§ **Task to complete**: Copy the data precisely, keeping every character.

§ **Material to process**:

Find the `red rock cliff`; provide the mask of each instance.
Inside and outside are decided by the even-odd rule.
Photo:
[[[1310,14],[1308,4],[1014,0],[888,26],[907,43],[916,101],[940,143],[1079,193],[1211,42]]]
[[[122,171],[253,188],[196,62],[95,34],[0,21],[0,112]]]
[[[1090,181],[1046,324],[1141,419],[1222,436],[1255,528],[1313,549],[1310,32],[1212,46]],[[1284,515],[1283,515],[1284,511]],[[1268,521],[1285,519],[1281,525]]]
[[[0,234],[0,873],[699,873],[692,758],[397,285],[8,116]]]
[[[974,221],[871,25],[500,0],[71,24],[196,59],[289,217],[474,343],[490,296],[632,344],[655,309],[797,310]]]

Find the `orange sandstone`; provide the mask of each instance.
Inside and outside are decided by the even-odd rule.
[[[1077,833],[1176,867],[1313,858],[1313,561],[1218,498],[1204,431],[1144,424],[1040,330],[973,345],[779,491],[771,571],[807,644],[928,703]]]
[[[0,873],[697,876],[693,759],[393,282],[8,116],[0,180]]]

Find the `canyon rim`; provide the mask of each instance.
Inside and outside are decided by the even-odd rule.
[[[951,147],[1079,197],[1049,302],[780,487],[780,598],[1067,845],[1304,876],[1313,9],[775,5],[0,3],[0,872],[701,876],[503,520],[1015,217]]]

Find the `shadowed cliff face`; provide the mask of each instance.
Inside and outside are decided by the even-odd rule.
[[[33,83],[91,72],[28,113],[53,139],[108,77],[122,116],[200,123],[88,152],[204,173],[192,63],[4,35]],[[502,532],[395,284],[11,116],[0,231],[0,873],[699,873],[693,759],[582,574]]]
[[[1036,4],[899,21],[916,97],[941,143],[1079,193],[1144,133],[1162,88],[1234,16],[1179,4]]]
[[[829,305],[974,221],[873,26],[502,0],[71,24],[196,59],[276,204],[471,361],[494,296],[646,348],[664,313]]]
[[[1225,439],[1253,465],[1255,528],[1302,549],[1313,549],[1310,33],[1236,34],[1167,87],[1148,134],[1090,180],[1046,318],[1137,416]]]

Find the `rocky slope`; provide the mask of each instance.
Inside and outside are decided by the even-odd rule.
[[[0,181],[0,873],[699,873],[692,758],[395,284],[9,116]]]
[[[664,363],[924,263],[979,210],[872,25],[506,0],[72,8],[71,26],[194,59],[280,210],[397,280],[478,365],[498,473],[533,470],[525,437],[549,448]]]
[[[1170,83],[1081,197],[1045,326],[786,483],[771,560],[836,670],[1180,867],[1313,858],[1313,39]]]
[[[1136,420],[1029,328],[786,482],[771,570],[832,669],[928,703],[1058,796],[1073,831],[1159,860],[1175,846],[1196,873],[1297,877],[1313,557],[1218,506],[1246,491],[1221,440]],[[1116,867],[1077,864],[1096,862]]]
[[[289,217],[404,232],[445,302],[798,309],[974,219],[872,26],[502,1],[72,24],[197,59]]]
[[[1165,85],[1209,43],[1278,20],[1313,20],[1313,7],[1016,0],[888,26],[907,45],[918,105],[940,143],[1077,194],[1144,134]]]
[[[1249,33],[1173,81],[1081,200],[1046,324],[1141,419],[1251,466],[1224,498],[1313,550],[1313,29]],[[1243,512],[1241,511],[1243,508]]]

§ **Solution**:
Find the `red rock cliff`; provide the mask of each instance.
Inside and outside are decided by the even-odd rule.
Photo:
[[[1310,14],[1308,4],[1014,0],[888,26],[907,43],[916,101],[940,143],[1079,193],[1211,42]]]
[[[122,171],[253,188],[196,62],[95,34],[0,21],[0,112]]]
[[[1090,181],[1046,324],[1141,419],[1222,436],[1255,528],[1313,549],[1310,32],[1212,46]],[[1284,515],[1283,515],[1284,511]],[[1268,521],[1285,519],[1281,525]]]
[[[0,234],[0,873],[699,873],[692,758],[397,285],[8,116]]]
[[[974,221],[871,25],[500,0],[71,24],[196,59],[289,217],[474,343],[490,296],[632,344],[655,309],[797,310]]]

Find the `orange sandstone`; provide the mask of each instance.
Inside and outside are decided by the even-odd rule.
[[[1077,833],[1176,867],[1313,858],[1313,561],[1218,498],[1204,431],[1144,424],[1040,330],[973,345],[779,491],[771,571],[807,644],[928,703]]]
[[[0,873],[697,876],[693,759],[393,282],[8,116],[0,180]]]

Find the `canyon rim`; provide the mask of each instance.
Inside and outside are decided by the even-odd rule.
[[[951,147],[1079,197],[1049,302],[780,487],[780,598],[1067,845],[1304,876],[1313,9],[775,5],[0,3],[0,872],[701,876],[503,520],[1015,217]]]

Find the `shadowed cliff face`; provide the mask of each instance.
Inside and outside are decided by the even-odd rule.
[[[33,83],[91,72],[28,113],[53,139],[108,77],[122,116],[200,123],[88,152],[204,173],[192,63],[4,35]],[[502,532],[395,284],[11,116],[0,231],[0,873],[699,873],[693,759],[582,574]]]
[[[1036,4],[899,21],[916,97],[941,143],[1079,193],[1144,133],[1162,88],[1234,16],[1179,4]]]
[[[829,305],[974,221],[873,26],[502,0],[71,24],[196,59],[276,204],[471,361],[494,296],[646,348],[664,313]]]
[[[1225,439],[1253,465],[1255,528],[1302,549],[1313,549],[1310,33],[1236,34],[1167,87],[1148,134],[1090,180],[1046,318],[1137,416]]]

Find the `rocky slope`; provide the mask of each instance.
Inside and outside are decided by the even-odd rule.
[[[0,181],[0,873],[699,873],[692,758],[395,284],[9,116]]]
[[[664,363],[924,263],[979,210],[872,25],[506,0],[72,8],[71,26],[194,59],[280,210],[397,280],[478,365],[498,473],[533,470],[525,437],[549,448]]]
[[[1170,83],[1081,197],[1045,326],[786,483],[771,560],[836,670],[1180,867],[1313,858],[1313,39]]]
[[[1136,420],[1029,328],[786,482],[771,570],[832,669],[928,703],[1058,796],[1073,831],[1159,860],[1175,846],[1196,873],[1297,877],[1313,557],[1218,506],[1246,491],[1221,440]],[[1116,867],[1077,864],[1096,862]]]
[[[289,217],[404,232],[445,302],[798,309],[974,219],[872,26],[502,1],[72,24],[197,59]]]
[[[1165,85],[1209,43],[1278,20],[1313,20],[1313,7],[1016,0],[888,26],[907,45],[918,105],[940,143],[1077,194],[1144,134]]]
[[[1249,33],[1173,81],[1081,200],[1046,324],[1141,419],[1251,466],[1224,498],[1313,550],[1313,29]],[[1243,512],[1241,511],[1243,508]]]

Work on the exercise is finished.